(Input Opens)
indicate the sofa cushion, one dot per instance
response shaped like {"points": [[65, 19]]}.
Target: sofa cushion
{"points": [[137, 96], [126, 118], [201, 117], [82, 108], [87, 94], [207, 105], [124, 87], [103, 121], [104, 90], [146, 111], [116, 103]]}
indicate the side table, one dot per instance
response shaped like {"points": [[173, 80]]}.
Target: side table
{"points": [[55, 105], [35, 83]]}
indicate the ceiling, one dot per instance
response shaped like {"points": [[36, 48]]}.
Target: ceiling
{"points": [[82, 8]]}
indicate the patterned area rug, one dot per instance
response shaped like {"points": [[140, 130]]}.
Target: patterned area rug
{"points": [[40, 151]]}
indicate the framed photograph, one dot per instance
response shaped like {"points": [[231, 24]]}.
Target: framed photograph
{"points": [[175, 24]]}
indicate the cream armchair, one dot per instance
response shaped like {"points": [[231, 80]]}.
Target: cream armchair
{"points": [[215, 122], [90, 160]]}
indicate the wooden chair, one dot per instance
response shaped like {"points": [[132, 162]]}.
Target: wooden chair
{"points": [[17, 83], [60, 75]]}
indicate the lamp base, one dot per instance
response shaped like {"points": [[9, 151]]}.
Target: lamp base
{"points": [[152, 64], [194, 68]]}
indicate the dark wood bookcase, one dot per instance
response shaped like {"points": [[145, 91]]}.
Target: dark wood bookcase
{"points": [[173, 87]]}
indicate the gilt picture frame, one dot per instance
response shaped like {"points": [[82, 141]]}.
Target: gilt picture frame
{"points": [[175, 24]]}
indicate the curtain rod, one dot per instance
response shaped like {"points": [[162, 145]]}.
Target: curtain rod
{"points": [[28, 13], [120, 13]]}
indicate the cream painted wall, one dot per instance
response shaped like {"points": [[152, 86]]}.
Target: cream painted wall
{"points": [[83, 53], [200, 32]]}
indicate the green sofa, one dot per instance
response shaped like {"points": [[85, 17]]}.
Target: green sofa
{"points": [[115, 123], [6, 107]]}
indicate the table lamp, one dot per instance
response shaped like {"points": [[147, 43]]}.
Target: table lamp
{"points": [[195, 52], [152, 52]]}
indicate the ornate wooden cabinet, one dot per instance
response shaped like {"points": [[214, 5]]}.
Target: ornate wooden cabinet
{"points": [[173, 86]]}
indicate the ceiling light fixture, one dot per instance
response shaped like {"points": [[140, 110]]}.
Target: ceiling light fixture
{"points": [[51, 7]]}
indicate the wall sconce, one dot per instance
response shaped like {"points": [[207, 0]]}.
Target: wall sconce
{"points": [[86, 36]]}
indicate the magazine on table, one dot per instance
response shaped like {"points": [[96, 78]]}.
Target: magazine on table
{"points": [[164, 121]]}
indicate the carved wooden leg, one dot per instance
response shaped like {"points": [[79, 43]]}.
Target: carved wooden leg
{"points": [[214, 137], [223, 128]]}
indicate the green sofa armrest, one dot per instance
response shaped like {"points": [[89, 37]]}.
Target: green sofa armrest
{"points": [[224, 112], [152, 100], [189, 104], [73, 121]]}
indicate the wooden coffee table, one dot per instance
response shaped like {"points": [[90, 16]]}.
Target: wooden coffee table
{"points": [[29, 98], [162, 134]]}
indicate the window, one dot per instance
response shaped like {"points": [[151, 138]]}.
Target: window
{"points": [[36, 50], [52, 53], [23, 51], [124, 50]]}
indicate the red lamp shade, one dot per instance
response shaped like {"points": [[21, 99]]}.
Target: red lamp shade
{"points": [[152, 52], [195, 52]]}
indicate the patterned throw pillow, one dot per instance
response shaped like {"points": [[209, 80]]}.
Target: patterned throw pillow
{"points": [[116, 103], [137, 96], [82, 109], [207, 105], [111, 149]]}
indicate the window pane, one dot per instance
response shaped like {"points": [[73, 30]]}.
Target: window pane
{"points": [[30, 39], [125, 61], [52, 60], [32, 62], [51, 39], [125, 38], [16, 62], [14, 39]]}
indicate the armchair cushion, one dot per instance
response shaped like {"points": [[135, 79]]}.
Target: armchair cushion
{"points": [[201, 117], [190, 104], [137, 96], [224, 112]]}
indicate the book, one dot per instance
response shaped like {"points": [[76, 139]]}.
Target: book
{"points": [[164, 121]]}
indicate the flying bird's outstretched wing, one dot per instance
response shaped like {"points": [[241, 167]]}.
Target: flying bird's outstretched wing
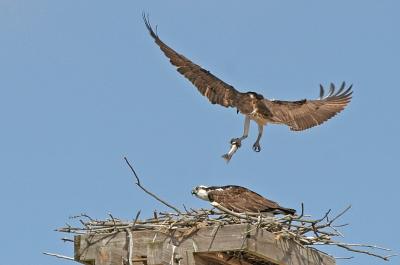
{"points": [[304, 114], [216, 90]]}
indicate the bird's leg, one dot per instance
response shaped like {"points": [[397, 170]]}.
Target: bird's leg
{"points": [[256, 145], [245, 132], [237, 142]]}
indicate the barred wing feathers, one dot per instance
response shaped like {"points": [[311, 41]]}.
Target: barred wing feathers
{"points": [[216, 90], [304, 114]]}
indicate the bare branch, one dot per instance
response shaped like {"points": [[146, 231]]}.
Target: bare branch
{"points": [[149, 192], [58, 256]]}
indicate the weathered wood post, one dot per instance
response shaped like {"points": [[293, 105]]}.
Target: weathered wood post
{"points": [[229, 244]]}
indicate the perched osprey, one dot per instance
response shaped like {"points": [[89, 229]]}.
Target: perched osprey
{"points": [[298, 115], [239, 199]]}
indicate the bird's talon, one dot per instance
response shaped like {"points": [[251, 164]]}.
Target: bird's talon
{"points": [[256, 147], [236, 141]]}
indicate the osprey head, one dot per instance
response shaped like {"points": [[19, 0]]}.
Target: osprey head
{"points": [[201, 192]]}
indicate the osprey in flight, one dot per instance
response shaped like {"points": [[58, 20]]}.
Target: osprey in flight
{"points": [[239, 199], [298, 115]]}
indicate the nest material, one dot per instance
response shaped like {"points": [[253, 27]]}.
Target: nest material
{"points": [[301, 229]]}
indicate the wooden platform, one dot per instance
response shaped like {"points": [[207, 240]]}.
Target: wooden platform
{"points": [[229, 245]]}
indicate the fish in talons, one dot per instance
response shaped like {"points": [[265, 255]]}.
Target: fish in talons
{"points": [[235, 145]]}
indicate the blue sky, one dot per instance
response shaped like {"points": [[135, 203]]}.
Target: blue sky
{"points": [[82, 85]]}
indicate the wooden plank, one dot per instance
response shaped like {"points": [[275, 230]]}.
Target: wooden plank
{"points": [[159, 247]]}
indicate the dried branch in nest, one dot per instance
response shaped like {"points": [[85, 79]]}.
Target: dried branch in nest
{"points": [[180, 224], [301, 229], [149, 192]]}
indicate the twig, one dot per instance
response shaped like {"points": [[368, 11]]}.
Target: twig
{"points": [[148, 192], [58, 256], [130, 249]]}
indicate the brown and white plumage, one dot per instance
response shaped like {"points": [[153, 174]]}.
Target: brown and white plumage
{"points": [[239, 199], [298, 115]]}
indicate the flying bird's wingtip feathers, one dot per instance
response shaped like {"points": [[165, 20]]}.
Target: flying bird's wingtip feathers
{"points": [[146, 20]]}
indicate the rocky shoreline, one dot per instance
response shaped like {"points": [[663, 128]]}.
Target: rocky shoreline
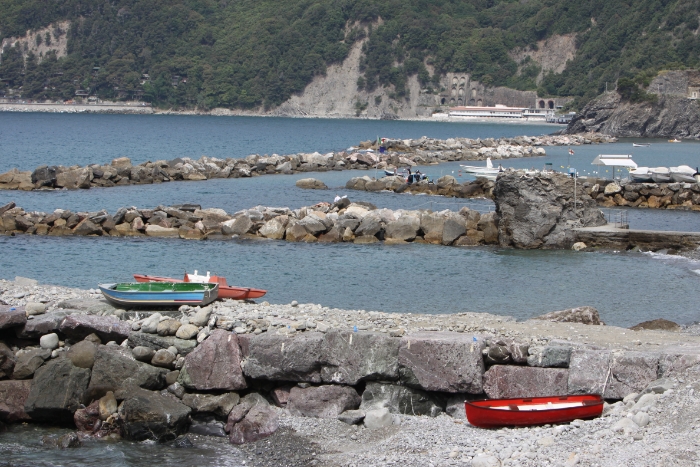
(Input Closes)
(Input Opens)
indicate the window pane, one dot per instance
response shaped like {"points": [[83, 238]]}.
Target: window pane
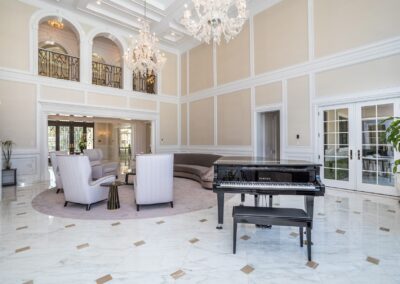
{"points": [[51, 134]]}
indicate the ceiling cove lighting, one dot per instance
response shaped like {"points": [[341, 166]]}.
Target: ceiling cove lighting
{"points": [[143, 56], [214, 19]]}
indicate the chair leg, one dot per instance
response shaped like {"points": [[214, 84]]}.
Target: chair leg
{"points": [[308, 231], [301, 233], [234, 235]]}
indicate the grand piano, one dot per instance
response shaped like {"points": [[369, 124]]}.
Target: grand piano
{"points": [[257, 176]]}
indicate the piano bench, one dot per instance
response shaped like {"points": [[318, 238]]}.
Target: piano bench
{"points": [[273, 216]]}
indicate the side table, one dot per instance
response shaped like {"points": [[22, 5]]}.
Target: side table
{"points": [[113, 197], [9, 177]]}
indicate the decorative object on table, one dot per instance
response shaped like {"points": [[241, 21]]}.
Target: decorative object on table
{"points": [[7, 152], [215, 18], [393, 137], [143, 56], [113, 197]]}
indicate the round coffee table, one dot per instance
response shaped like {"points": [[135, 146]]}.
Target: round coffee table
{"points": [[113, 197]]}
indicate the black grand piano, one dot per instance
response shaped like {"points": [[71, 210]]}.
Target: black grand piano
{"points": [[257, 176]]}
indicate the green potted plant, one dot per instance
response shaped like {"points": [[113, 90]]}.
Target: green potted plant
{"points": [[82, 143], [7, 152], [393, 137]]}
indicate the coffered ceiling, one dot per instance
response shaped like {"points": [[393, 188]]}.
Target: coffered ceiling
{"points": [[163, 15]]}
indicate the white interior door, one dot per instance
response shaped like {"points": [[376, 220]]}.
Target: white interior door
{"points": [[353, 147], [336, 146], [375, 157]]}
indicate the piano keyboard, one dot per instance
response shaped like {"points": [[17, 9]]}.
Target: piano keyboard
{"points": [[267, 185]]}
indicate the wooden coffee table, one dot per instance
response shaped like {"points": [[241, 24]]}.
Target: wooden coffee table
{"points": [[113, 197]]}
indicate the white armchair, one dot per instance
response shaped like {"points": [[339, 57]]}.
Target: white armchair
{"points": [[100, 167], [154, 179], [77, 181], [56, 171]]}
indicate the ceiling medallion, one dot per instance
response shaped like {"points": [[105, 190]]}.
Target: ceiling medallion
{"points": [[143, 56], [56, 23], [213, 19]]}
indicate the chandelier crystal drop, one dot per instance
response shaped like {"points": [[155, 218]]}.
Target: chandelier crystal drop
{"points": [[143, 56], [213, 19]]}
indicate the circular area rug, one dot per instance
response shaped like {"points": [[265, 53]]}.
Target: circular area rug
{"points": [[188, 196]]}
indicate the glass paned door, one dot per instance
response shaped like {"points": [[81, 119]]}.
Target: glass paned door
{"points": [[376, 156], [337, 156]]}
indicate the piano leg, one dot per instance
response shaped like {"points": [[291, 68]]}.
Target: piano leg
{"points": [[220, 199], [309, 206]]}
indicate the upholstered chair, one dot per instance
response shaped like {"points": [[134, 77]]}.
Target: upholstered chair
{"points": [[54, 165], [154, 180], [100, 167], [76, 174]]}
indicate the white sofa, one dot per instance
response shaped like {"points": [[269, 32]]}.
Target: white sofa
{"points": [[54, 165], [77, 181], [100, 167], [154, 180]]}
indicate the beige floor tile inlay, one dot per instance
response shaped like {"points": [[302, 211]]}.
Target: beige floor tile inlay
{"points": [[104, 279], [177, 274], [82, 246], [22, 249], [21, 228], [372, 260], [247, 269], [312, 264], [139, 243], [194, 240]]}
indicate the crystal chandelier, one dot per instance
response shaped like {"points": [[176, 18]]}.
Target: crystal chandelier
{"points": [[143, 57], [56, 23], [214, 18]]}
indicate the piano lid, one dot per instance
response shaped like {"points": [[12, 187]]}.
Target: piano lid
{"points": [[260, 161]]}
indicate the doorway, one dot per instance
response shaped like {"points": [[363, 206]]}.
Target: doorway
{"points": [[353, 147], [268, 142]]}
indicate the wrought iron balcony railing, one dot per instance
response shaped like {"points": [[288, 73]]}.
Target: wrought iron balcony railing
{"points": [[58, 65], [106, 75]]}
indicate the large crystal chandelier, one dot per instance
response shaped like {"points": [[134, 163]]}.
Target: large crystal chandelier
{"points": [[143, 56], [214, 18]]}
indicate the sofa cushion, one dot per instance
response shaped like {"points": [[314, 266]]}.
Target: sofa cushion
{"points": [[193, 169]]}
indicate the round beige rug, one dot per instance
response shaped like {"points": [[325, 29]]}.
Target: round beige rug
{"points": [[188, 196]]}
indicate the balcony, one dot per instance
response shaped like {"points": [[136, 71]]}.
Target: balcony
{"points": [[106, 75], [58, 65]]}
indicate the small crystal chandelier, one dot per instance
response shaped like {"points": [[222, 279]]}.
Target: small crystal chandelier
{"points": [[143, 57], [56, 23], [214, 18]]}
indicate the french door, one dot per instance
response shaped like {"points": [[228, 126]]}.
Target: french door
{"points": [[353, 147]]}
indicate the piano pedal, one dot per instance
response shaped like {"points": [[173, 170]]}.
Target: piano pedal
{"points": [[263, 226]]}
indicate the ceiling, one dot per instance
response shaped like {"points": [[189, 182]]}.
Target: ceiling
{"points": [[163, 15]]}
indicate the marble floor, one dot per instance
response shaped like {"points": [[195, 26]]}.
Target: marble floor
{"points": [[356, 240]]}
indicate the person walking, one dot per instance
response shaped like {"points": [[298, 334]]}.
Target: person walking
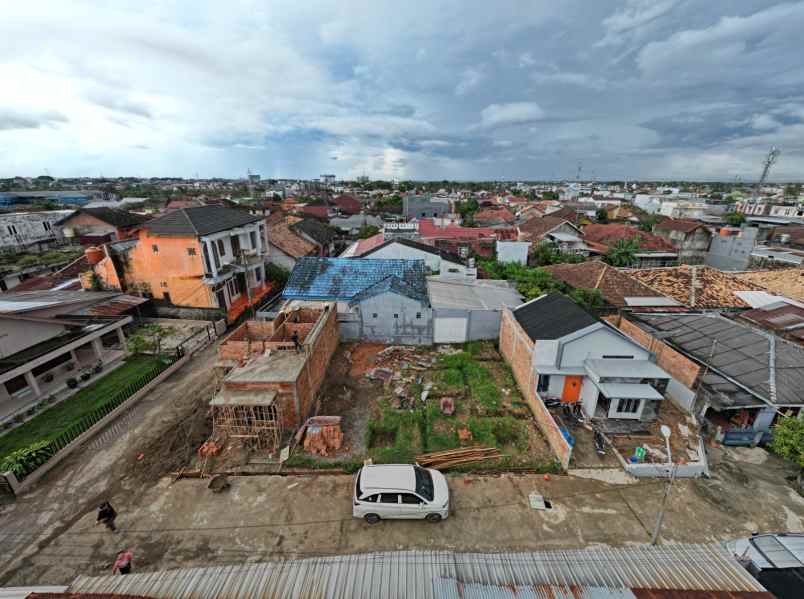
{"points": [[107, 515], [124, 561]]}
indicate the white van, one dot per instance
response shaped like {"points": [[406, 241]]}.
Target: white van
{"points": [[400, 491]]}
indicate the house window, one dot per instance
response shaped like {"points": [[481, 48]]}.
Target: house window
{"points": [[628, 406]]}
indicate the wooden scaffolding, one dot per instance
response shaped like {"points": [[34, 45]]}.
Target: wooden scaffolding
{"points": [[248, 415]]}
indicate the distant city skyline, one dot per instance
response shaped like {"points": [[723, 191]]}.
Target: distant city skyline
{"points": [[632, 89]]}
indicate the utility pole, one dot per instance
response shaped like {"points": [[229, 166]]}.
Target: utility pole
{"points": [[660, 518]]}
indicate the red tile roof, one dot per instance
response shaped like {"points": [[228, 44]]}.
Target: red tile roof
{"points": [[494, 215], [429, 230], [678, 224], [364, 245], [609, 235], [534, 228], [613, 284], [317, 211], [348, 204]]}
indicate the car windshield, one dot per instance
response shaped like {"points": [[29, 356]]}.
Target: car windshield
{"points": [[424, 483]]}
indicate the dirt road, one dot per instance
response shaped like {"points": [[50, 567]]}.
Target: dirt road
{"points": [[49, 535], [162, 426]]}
(Input Closes)
→ **Prompt**
Only the lines above from the line containing "indicate the wooden chair, one" through the line containing "indicate the gilt" should be retyped, exactly and with both ends included.

→ **Expected output**
indicate the wooden chair, one dot per instance
response shaped like {"points": [[132, 162]]}.
Target: wooden chair
{"points": [[17, 83], [60, 75]]}
indicate the lamp base, one dot per instance
response shaped like {"points": [[9, 151]]}.
Target: lamp base
{"points": [[152, 64], [194, 68]]}
indicate the dark wood bookcase, one dot per instance
response shaped like {"points": [[145, 91]]}.
Target: dark wood bookcase
{"points": [[173, 87]]}
indicate the gilt picture frame, one dot per instance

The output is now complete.